EXCERPT:
After peeking above 0.90 the pair is still struggling with this very round line. Can it make the break higher? Here are three things supporting the Aussie.

Here is how the move looks on the chart. The reasons are below:

AUD USD September 2 2013 above 90 technical view and fundamental analysis for forex trading currencies

  1. Syria: US president Barack Obama surprised the world and announced he would seek Congressional approval for acting militarily against Syria. After an attack seemed imminent, even in the past weekend, tensions are now lower. The Aussie is a “risk currency” and enjoyed this risk taking.
  2. China: The official Chinese manufacturing PMI came out at 51 points in August, a bit above 50.6 expected and it advanced from 50.3 in July. If the official figure is doubted, also the unofficial and highly regarded HSBC / Markit figure came out at 50.1 points, just above the 50 points mark separating growth and contraction.

DATASET EXTRACT:
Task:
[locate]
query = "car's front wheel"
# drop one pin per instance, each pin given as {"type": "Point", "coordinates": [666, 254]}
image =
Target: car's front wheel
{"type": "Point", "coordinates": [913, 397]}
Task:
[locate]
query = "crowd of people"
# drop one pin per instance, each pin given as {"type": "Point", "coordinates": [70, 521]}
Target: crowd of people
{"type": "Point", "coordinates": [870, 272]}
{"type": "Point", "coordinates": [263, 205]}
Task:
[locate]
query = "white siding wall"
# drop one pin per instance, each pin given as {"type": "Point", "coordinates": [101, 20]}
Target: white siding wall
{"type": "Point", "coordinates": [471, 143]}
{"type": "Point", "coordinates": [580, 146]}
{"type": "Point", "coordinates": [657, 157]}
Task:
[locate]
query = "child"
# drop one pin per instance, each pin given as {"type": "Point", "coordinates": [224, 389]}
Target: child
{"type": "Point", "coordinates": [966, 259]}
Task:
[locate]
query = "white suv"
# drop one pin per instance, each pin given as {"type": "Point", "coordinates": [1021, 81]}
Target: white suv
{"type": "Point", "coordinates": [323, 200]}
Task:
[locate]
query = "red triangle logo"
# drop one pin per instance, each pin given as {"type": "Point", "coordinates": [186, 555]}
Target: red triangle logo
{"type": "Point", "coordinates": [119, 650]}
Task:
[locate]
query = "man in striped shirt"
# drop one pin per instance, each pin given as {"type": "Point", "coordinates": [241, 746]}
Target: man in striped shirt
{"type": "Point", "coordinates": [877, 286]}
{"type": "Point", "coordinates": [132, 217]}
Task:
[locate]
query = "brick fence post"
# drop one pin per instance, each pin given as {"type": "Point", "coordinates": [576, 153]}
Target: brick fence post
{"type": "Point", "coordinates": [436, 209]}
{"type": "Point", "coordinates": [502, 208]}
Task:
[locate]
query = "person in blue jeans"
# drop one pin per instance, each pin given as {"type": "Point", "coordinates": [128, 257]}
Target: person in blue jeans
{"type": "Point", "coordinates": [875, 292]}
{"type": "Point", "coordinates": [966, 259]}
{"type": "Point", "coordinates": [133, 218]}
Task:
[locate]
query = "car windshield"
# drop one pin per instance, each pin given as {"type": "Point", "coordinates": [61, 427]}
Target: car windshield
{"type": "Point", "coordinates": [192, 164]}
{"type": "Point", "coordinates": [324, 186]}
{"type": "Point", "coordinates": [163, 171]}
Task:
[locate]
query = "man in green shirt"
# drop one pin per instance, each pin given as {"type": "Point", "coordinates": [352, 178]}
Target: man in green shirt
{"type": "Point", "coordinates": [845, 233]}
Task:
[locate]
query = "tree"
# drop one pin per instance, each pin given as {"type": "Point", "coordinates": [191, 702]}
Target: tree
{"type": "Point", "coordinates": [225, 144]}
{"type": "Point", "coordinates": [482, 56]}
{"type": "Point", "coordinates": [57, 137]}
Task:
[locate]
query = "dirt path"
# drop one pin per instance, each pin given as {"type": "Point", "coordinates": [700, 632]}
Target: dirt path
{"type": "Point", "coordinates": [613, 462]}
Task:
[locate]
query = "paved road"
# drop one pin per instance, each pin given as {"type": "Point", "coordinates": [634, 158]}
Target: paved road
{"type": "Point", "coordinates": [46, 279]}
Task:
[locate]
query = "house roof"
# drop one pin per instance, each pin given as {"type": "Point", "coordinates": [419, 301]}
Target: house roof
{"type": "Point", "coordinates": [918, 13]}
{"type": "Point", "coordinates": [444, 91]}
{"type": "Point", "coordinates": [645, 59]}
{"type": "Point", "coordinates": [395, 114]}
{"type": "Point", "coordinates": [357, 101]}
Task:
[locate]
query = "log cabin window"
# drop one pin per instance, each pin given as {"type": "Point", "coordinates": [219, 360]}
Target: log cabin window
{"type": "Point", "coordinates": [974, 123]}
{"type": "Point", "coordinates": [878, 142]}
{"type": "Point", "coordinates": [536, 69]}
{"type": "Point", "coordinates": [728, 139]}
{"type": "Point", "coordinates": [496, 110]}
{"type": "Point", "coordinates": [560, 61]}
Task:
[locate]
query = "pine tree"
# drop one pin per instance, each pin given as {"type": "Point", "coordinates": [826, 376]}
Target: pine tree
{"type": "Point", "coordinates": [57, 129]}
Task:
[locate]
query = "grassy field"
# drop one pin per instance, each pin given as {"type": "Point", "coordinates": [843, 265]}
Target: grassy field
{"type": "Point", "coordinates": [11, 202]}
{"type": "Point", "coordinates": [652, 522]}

WHAT IS BEING ASKED: Rewrite the currency commentary from the words "Here is how" through "growth and contraction.", changing "tensions" to "fears".

FINAL ANSWER:
Here is how the move looks on the chart. The reasons are below:

AUD USD September 2 2013 above 90 technical view and fundamental analysis for forex trading currencies

  1. Syria: US president Barack Obama surprised the world and announced he would seek Congressional approval for acting militarily against Syria. After an attack seemed imminent, even in the past weekend, fears are now lower. The Aussie is a “risk currency” and enjoyed this risk taking.
  2. China: The official Chinese manufacturing PMI came out at 51 points in August, a bit above 50.6 expected and it advanced from 50.3 in July. If the official figure is doubted, also the unofficial and highly regarded HSBC / Markit figure came out at 50.1 points, just above the 50 points mark separating growth and contraction.